#### Provided passage
%%

Vaccines have become one of the hotter topics for parents in recent years. Thanks in large part to a discredited study that linked the Measels-Mumps-Rubella (MMR) vaccine to autism, parents began looking at vaccines with new suspicion. While the science on the facility of vaccines to prevent once-common — and sometimes deadly — diseases is indisputable, some parents feel that there are too many vaccines and too many of them are administered at once. The result has been parents opting to withhold or delay vaccines for their kids.
Now a new study on vaccine rates shows that, of over 300,000 babies and toddlers surveyed, 54% of them were late on at least some vaccines. The reasons for this vary according to the Huffington Post:
Just over one in eight children went undervaccinated due to parents’ choices. For the rest, it wasn’t clear why they were late getting their shots. Some could have bounced in and out of insurance coverage, Glanz suggested, or were sick during their well-child visits, so doctors postponed vaccines.
I know my son was a month behind on vaccines for a few years because of a snow storm. For real. He was supposed to get shots on a day there’d been a blizzard and everything got fouled up with his appointment so we had to reschedule. So there are all kinds of reasons and otherwise pro-vaccine parent could wind up with a child whose shots have been delayed.
However, there is cause for concern when there are large clusters of unvaccinated kids in an area. Epidemics of previously controlled diseases like pertussis or measles can erupt. While contracting one of these disease may not be a big deal for a healthy child whose parents made an educated decision about vaccines, for a compromised individual exposure to vaccine-preventable diseases can be quite dangerous. Since people can be contagious during the incubation period before symptoms appear, it’s tough to know if you’re unwittingly being exposed to diseases.
Most doctors concur that there are no safety concerns with the current vaccine schedule and vaccines are effective at preventing diseases. If you are considering skipping or delaying vaccines or have gotten behind for other reasons, talk to your pediatrician. Someone who knows your child and their individual health profile can help you make the best decisions for your family.

%%

#### Material shown
%%

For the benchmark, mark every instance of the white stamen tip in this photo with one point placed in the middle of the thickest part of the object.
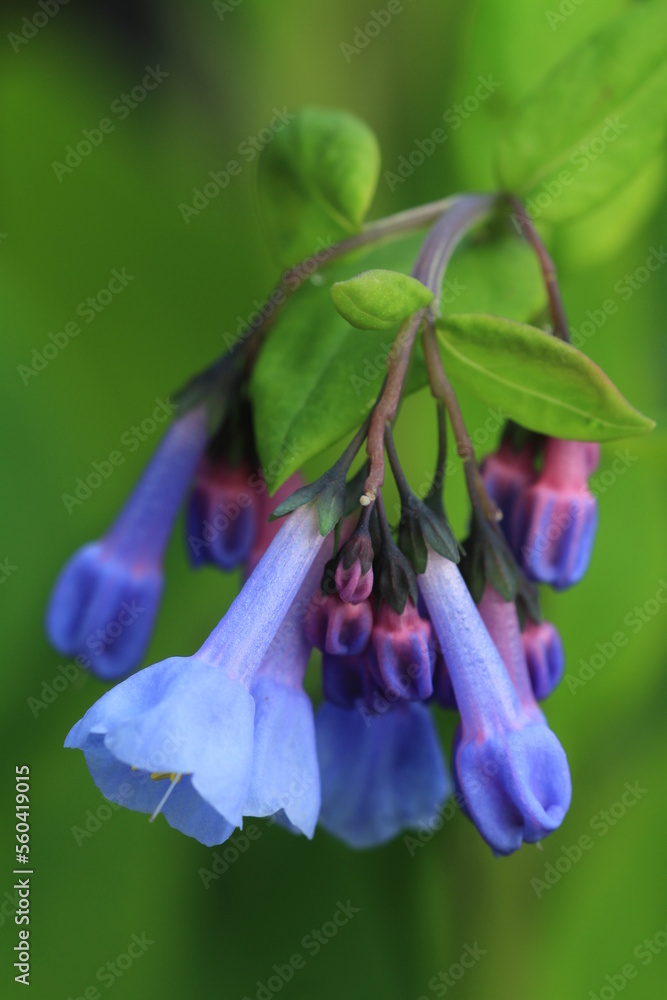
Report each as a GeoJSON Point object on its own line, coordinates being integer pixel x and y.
{"type": "Point", "coordinates": [158, 810]}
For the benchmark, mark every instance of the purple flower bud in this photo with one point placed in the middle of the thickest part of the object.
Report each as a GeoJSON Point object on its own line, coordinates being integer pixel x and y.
{"type": "Point", "coordinates": [340, 628]}
{"type": "Point", "coordinates": [554, 521]}
{"type": "Point", "coordinates": [545, 657]}
{"type": "Point", "coordinates": [223, 515]}
{"type": "Point", "coordinates": [343, 679]}
{"type": "Point", "coordinates": [401, 653]}
{"type": "Point", "coordinates": [353, 585]}
{"type": "Point", "coordinates": [506, 474]}
{"type": "Point", "coordinates": [354, 573]}
{"type": "Point", "coordinates": [105, 601]}
{"type": "Point", "coordinates": [511, 769]}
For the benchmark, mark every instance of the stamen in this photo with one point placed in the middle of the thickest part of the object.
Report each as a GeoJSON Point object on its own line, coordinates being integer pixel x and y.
{"type": "Point", "coordinates": [175, 778]}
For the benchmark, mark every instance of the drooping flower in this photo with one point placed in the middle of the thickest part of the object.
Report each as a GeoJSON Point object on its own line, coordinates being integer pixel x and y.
{"type": "Point", "coordinates": [201, 705]}
{"type": "Point", "coordinates": [554, 520]}
{"type": "Point", "coordinates": [285, 776]}
{"type": "Point", "coordinates": [379, 775]}
{"type": "Point", "coordinates": [340, 628]}
{"type": "Point", "coordinates": [105, 601]}
{"type": "Point", "coordinates": [502, 623]}
{"type": "Point", "coordinates": [354, 572]}
{"type": "Point", "coordinates": [545, 657]}
{"type": "Point", "coordinates": [511, 769]}
{"type": "Point", "coordinates": [507, 473]}
{"type": "Point", "coordinates": [224, 514]}
{"type": "Point", "coordinates": [402, 652]}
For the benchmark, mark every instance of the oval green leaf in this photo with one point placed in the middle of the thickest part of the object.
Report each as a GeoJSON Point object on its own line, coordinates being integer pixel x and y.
{"type": "Point", "coordinates": [537, 380]}
{"type": "Point", "coordinates": [594, 122]}
{"type": "Point", "coordinates": [316, 180]}
{"type": "Point", "coordinates": [378, 299]}
{"type": "Point", "coordinates": [316, 379]}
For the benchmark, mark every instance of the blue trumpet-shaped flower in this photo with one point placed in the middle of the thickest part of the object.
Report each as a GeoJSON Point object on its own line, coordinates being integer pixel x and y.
{"type": "Point", "coordinates": [401, 653]}
{"type": "Point", "coordinates": [187, 726]}
{"type": "Point", "coordinates": [379, 775]}
{"type": "Point", "coordinates": [510, 768]}
{"type": "Point", "coordinates": [554, 521]}
{"type": "Point", "coordinates": [105, 601]}
{"type": "Point", "coordinates": [286, 775]}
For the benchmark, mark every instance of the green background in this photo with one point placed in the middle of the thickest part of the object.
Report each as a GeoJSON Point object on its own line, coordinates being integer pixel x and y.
{"type": "Point", "coordinates": [419, 908]}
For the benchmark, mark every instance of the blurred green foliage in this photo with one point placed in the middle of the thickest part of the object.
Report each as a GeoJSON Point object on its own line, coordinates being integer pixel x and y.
{"type": "Point", "coordinates": [228, 70]}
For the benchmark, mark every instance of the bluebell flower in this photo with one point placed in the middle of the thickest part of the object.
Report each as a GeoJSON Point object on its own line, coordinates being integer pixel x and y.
{"type": "Point", "coordinates": [105, 601]}
{"type": "Point", "coordinates": [187, 725]}
{"type": "Point", "coordinates": [286, 777]}
{"type": "Point", "coordinates": [402, 653]}
{"type": "Point", "coordinates": [507, 473]}
{"type": "Point", "coordinates": [545, 657]}
{"type": "Point", "coordinates": [340, 628]}
{"type": "Point", "coordinates": [379, 775]}
{"type": "Point", "coordinates": [223, 517]}
{"type": "Point", "coordinates": [555, 519]}
{"type": "Point", "coordinates": [511, 769]}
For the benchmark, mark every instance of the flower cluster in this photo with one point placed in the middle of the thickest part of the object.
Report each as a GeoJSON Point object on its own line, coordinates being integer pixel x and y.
{"type": "Point", "coordinates": [230, 732]}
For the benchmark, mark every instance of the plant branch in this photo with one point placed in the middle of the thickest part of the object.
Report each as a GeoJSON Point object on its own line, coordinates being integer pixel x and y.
{"type": "Point", "coordinates": [556, 307]}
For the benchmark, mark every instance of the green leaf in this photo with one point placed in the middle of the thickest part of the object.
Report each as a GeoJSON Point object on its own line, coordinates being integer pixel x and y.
{"type": "Point", "coordinates": [316, 181]}
{"type": "Point", "coordinates": [316, 377]}
{"type": "Point", "coordinates": [536, 379]}
{"type": "Point", "coordinates": [378, 299]}
{"type": "Point", "coordinates": [595, 120]}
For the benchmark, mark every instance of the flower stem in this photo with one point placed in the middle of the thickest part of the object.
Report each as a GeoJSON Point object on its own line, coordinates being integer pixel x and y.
{"type": "Point", "coordinates": [436, 251]}
{"type": "Point", "coordinates": [556, 307]}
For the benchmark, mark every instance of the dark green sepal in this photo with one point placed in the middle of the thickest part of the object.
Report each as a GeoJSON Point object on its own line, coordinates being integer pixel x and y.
{"type": "Point", "coordinates": [489, 559]}
{"type": "Point", "coordinates": [216, 387]}
{"type": "Point", "coordinates": [395, 579]}
{"type": "Point", "coordinates": [329, 491]}
{"type": "Point", "coordinates": [420, 529]}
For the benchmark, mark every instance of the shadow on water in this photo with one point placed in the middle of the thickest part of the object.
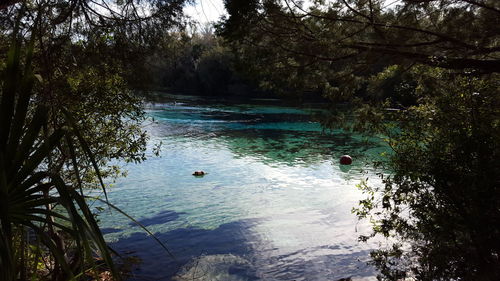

%%

#### Questions
- A) Set down the vaccine article word for word, everything from "Vaccines have become" down to "for their kids.".
- B) According to the vaccine article, why is it hard to know whether you are being exposed to a disease? Answer in one to three sentences.
None of the lines above are needed here.

#### Answers given
- A)
Vaccines have become one of the hotter topics for parents in recent years. Thanks in large part to a discredited study that linked the Measels-Mumps-Rubella (MMR) vaccine to autism, parents began looking at vaccines with new suspicion. While the science on the facility of vaccines to prevent once-common — and sometimes deadly — diseases is indisputable, some parents feel that there are too many vaccines and too many of them are administered at once. The result has been parents opting to withhold or delay vaccines for their kids.

- B) People can be contagious during the incubation period, before any symptoms appear. So you can be exposed without realizing it.